** Opening Input data block **

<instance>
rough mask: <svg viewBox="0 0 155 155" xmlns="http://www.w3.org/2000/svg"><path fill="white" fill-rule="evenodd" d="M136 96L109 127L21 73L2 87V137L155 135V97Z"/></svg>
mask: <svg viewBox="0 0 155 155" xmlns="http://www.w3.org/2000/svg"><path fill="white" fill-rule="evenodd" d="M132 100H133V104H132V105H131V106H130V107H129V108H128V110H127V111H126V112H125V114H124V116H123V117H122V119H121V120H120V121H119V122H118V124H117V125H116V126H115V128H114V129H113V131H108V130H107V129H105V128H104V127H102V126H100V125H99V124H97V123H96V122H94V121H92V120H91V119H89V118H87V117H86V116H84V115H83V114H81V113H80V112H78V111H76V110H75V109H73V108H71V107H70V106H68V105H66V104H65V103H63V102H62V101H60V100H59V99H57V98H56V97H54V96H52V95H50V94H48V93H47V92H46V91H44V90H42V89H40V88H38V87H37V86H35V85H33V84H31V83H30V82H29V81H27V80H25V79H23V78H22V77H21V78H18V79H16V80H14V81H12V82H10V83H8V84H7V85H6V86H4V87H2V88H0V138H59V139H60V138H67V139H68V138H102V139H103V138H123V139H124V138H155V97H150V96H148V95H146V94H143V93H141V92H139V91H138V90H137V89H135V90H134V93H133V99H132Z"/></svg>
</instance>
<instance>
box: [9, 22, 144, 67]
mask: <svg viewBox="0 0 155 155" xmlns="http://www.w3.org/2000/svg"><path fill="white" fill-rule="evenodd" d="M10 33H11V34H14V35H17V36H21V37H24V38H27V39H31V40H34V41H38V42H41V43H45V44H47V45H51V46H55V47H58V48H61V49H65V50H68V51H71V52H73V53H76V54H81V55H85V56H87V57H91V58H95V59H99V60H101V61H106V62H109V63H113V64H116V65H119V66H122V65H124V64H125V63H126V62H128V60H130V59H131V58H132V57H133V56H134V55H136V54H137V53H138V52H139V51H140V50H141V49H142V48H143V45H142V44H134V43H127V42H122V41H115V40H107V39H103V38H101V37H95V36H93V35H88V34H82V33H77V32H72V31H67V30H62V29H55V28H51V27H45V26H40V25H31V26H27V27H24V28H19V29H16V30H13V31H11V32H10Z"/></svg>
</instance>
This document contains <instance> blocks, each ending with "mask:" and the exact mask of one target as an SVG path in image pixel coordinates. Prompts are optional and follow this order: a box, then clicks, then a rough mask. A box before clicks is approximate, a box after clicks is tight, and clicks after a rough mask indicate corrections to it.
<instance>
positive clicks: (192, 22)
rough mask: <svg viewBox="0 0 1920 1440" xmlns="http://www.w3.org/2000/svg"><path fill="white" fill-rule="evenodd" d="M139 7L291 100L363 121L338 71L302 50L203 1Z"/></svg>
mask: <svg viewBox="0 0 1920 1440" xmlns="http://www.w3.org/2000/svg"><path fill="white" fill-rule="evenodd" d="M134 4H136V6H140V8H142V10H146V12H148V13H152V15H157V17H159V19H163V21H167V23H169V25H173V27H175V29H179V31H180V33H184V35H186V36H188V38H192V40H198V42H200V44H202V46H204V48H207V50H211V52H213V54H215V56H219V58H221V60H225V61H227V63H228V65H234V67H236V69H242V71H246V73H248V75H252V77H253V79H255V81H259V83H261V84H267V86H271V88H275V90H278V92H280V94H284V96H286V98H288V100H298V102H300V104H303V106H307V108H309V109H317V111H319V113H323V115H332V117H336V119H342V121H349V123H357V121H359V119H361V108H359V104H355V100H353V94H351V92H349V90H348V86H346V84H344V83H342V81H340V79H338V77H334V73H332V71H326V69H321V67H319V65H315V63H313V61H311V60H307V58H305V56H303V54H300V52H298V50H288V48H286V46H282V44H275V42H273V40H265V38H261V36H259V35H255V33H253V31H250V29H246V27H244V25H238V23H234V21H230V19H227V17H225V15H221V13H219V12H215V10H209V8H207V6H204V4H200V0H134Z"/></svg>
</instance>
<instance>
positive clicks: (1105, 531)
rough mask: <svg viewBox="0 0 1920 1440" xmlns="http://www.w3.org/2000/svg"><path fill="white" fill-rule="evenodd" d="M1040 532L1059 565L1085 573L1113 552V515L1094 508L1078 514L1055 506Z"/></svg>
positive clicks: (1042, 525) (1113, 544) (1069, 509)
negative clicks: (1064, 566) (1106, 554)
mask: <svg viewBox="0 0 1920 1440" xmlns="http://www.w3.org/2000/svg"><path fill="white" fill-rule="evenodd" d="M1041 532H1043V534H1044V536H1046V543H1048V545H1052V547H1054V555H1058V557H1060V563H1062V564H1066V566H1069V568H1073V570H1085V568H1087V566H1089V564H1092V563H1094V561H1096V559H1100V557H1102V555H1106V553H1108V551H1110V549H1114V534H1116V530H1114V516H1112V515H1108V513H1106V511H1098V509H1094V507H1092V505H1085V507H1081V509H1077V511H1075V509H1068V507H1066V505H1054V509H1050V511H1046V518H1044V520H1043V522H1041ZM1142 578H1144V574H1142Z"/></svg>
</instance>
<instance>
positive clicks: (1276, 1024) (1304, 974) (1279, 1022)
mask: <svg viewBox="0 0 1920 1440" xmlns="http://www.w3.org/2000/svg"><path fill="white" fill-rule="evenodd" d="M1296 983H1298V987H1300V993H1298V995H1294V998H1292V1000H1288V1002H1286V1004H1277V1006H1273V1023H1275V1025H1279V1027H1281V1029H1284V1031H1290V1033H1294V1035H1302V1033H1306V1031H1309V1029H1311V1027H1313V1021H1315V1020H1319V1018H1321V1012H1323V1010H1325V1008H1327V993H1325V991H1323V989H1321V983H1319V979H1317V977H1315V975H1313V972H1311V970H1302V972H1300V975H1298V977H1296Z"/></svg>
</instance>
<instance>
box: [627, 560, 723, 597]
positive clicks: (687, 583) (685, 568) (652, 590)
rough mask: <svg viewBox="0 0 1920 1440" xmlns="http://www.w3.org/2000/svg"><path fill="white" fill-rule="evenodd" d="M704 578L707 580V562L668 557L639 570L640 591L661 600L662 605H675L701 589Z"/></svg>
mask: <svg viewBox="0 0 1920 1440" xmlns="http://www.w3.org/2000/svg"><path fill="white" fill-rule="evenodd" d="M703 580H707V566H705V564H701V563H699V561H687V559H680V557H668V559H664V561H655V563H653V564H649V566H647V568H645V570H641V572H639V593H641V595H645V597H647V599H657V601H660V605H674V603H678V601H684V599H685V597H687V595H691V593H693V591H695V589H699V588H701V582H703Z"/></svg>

** Closing Input data block **

* What you are asked to do: Reproduce all of the data above, line for line, with no changes.

* Answer space:
<instance>
rough mask: <svg viewBox="0 0 155 155" xmlns="http://www.w3.org/2000/svg"><path fill="white" fill-rule="evenodd" d="M136 96L109 127L21 73L2 87V137L155 135V97Z"/></svg>
mask: <svg viewBox="0 0 155 155" xmlns="http://www.w3.org/2000/svg"><path fill="white" fill-rule="evenodd" d="M132 100H133V104H132V105H131V106H130V107H129V108H128V110H127V111H126V112H125V114H124V116H123V117H122V119H121V120H120V121H119V122H118V124H117V125H116V126H115V128H114V129H113V131H108V130H107V129H105V128H104V127H102V126H100V125H99V124H97V123H96V122H94V121H92V120H91V119H89V118H87V117H86V116H84V115H83V114H81V113H80V112H78V111H76V110H75V109H73V108H71V107H70V106H68V105H66V104H65V103H63V102H62V101H60V100H59V99H57V98H56V97H54V96H52V95H50V94H48V93H47V92H46V91H44V90H42V89H40V88H38V87H37V86H35V85H33V84H31V83H30V82H29V81H27V80H25V79H23V78H22V77H21V78H18V79H16V80H14V81H12V82H10V83H8V84H7V85H6V86H4V87H2V88H0V138H59V139H60V138H67V139H68V138H102V139H103V138H123V139H124V138H155V97H150V96H148V95H146V94H143V93H141V92H139V91H138V90H137V89H135V90H134V93H133V99H132Z"/></svg>
</instance>
<instance>
box: [9, 22, 144, 67]
mask: <svg viewBox="0 0 155 155" xmlns="http://www.w3.org/2000/svg"><path fill="white" fill-rule="evenodd" d="M10 33H11V34H14V35H17V36H21V37H24V38H27V39H31V40H34V41H38V42H41V43H45V44H47V45H51V46H55V47H58V48H61V49H65V50H68V51H71V52H73V53H76V54H81V55H85V56H87V57H91V58H95V59H99V60H101V61H106V62H109V63H113V64H116V65H119V66H122V65H124V64H125V63H126V62H128V60H130V59H131V58H132V57H133V56H134V55H136V54H137V53H138V52H139V51H140V50H141V49H142V48H143V45H142V44H134V43H127V42H122V41H115V40H107V39H103V38H101V37H95V36H93V35H88V34H82V33H77V32H72V31H67V30H62V29H55V28H51V27H45V26H40V25H31V26H27V27H24V28H19V29H16V30H13V31H11V32H10Z"/></svg>
</instance>
This document contains <instance> blocks, each ending with "mask:" and the exact mask of one target as an SVG path in image pixel coordinates. Prompts are optional and follow this order: a box, then clicks, then a rough mask. A box before clicks is approximate, a box after clicks is tight, and clicks after a rough mask indicate corrections to it.
<instance>
positive clicks: (192, 22)
rough mask: <svg viewBox="0 0 1920 1440" xmlns="http://www.w3.org/2000/svg"><path fill="white" fill-rule="evenodd" d="M139 7L291 100L363 121L338 71L302 50L203 1Z"/></svg>
mask: <svg viewBox="0 0 1920 1440" xmlns="http://www.w3.org/2000/svg"><path fill="white" fill-rule="evenodd" d="M134 4H136V6H140V8H142V10H146V12H148V13H152V15H157V17H159V19H163V21H167V23H169V25H173V27H175V29H179V31H180V33H184V35H186V36H188V38H192V40H198V42H200V44H202V46H204V48H207V50H211V52H213V54H215V56H219V58H221V60H225V61H227V63H228V65H234V67H236V69H242V71H246V73H248V75H252V77H253V79H255V81H259V83H261V84H267V86H271V88H275V90H278V92H280V94H284V96H286V98H288V100H298V102H300V104H303V106H307V108H309V109H317V111H319V113H323V115H332V117H336V119H342V121H349V123H357V121H359V119H361V108H359V104H355V100H353V94H351V92H349V90H348V86H346V84H344V83H342V81H340V79H338V77H334V73H332V71H326V69H321V67H319V65H315V63H313V61H311V60H307V58H305V56H303V54H300V52H298V50H288V48H286V46H282V44H275V42H273V40H265V38H261V36H259V35H255V33H253V31H250V29H246V27H244V25H238V23H234V21H230V19H227V17H225V15H221V13H219V12H215V10H209V8H207V6H204V4H200V0H134Z"/></svg>
</instance>
<instance>
positive clicks: (1105, 531)
rough mask: <svg viewBox="0 0 1920 1440" xmlns="http://www.w3.org/2000/svg"><path fill="white" fill-rule="evenodd" d="M1040 532L1059 565L1085 573L1113 552V515L1094 508L1078 514L1055 506Z"/></svg>
positive clicks: (1042, 525) (1113, 544) (1069, 509)
negative clicks: (1064, 566) (1106, 554)
mask: <svg viewBox="0 0 1920 1440" xmlns="http://www.w3.org/2000/svg"><path fill="white" fill-rule="evenodd" d="M1041 532H1043V534H1044V536H1046V543H1048V545H1052V547H1054V555H1058V557H1060V563H1062V564H1066V566H1069V568H1073V570H1085V568H1087V566H1089V564H1092V563H1094V561H1096V559H1100V557H1102V555H1106V553H1108V551H1110V549H1114V534H1116V530H1114V516H1112V515H1108V513H1106V511H1098V509H1094V507H1092V505H1085V507H1081V509H1077V511H1075V509H1068V507H1066V505H1054V509H1050V511H1046V518H1044V520H1043V522H1041ZM1142 578H1144V574H1142Z"/></svg>
</instance>
<instance>
positive clicks: (1276, 1024) (1304, 974) (1279, 1022)
mask: <svg viewBox="0 0 1920 1440" xmlns="http://www.w3.org/2000/svg"><path fill="white" fill-rule="evenodd" d="M1296 983H1298V987H1300V993H1298V995H1294V998H1292V1000H1288V1002H1286V1004H1277V1006H1273V1023H1275V1025H1279V1027H1281V1029H1284V1031H1290V1033H1294V1035H1302V1033H1306V1031H1309V1029H1311V1027H1313V1021H1315V1020H1319V1018H1321V1012H1323V1010H1325V1008H1327V993H1325V991H1323V989H1321V983H1319V979H1317V977H1315V975H1313V972H1311V970H1302V972H1300V975H1298V977H1296Z"/></svg>
</instance>
<instance>
box: [627, 560, 723, 597]
positive clicks: (687, 583) (685, 568) (652, 590)
rough mask: <svg viewBox="0 0 1920 1440" xmlns="http://www.w3.org/2000/svg"><path fill="white" fill-rule="evenodd" d="M704 578L707 580V562L668 557L639 570L640 591L661 600L662 605H675L701 589Z"/></svg>
mask: <svg viewBox="0 0 1920 1440" xmlns="http://www.w3.org/2000/svg"><path fill="white" fill-rule="evenodd" d="M703 580H707V566H705V564H701V563H699V561H687V559H680V557H668V559H664V561H655V563H653V564H649V566H647V568H645V570H641V572H639V593H641V595H645V597H647V599H657V601H660V605H674V603H678V601H684V599H685V597H687V595H691V593H693V591H695V589H699V588H701V582H703Z"/></svg>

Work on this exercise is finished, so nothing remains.